Required task 1
How many lines of the records below contain the string "white"? Treat case as significant, and reply with the number alone.

##### Excerpted passage

Besides I have the question how Yiddish started to exist.


----------



## LilianaB

Yes, Yiddish is still spoken, in Brooklyn. I don't know that much about other places in reference to Yiddish. Religious Jewish people, who originally came from Europe, still speak it  -- even at home, on a daily basis. There are newspapers in Yiddish, books, theatres, radio -- I think. I am not sure if there is a TV station in Yiddish, but I think there must be. I don't know if their young children speak Yiddish as well -- some of them speak English and Hebrew. I am not sure about that, but many adults do speak Yiddish everywhere, except where they have to speak English, like in certain offices, although if they preferred they could get an interpreter.


----------



## killerbee256

Roel~ said:


> Besides I have the question how Yiddish started to exist.


Yiddish is on a basic level a Jewish dialect of High German; in places where Jews lived they developed their own dialect of the common language, here is a wiki article that can enlighten you http://en.wikipedia.org/wiki/Jewish_languages


----------



## tFighterPilot

Not religious people, only some ultra orthodox. The one who speak only Yiddish are a minority among them, who wish to distance themselves from the state of Israel. As for the history of Yiddish, I suggest reading the wikipedia article, it's much more throughout than anyone can tell here.

##########
##### Records to use

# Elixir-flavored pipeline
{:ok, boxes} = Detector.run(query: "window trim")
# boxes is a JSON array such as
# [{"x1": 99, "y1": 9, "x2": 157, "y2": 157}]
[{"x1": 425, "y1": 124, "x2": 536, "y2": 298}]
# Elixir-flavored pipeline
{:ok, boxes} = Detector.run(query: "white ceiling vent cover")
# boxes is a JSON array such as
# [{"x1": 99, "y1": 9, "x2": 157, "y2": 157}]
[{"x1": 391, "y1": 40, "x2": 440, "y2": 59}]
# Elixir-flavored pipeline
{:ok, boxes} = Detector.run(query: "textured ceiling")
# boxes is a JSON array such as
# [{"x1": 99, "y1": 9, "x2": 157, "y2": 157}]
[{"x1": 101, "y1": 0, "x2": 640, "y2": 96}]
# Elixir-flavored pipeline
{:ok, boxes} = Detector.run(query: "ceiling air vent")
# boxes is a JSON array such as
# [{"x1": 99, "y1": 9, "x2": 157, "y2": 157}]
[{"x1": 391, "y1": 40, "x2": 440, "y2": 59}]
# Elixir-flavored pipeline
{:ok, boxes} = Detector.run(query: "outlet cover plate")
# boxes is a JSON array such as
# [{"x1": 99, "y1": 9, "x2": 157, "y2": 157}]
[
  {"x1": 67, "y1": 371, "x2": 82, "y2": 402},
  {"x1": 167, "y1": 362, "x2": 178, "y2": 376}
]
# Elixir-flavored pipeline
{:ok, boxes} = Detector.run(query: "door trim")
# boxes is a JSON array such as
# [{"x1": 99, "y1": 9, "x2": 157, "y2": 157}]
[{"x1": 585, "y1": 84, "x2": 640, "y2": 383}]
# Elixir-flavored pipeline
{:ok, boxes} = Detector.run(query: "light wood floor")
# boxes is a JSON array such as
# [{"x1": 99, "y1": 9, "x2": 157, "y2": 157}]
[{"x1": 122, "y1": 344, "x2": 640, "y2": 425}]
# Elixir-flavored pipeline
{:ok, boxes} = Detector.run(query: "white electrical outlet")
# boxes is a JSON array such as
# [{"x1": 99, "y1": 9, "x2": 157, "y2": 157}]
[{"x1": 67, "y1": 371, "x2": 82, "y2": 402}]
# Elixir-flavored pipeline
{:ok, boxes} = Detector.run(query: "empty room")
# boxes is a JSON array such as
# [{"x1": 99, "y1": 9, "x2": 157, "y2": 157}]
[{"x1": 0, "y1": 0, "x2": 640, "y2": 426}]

##########

Required task 2
Extend the forum discussion about Yiddish above, starting right after its final post.

Reply 1
2

Reply 2
----------



## Roel~

killerbee256 said:


> Yiddish is on a basic level a Jewish dialect of High German; in places where Jews lived they developed their own dialect of the common language, here is a wiki article that can enlighten you http://en.wikipedia.org/wiki/Jewish_languages



Yes, when I read Yiddish it looks very much like a German dialect, so I already had the idea that it's a dialect, I just wondered how all those Slavic words came into the Yiddish language. I think that this could be due to the many Jews who lived in Eastern Europe, they might have brought with them this dialect and used all kinds of Slavic words which made it into a seperate language which started to look different from just a dialect.


----------



## LilianaB

The Jewish people who spoke Yiddish lived in Eastern Europe -- many of them, where Slavic languages were spoken: Polish, Belarusin, Ukrainian, Russian, perhaps Czech and Slovak as well. The Ashkenazi Jews spoke Yiddish, and some of them still do. There are many Slavic words in Yiddish. I can't tell you right off the top of my head which ones that would be, but there are many. Otherwise, Yiddish is a Germanic language written in the Hebrew Alphabet.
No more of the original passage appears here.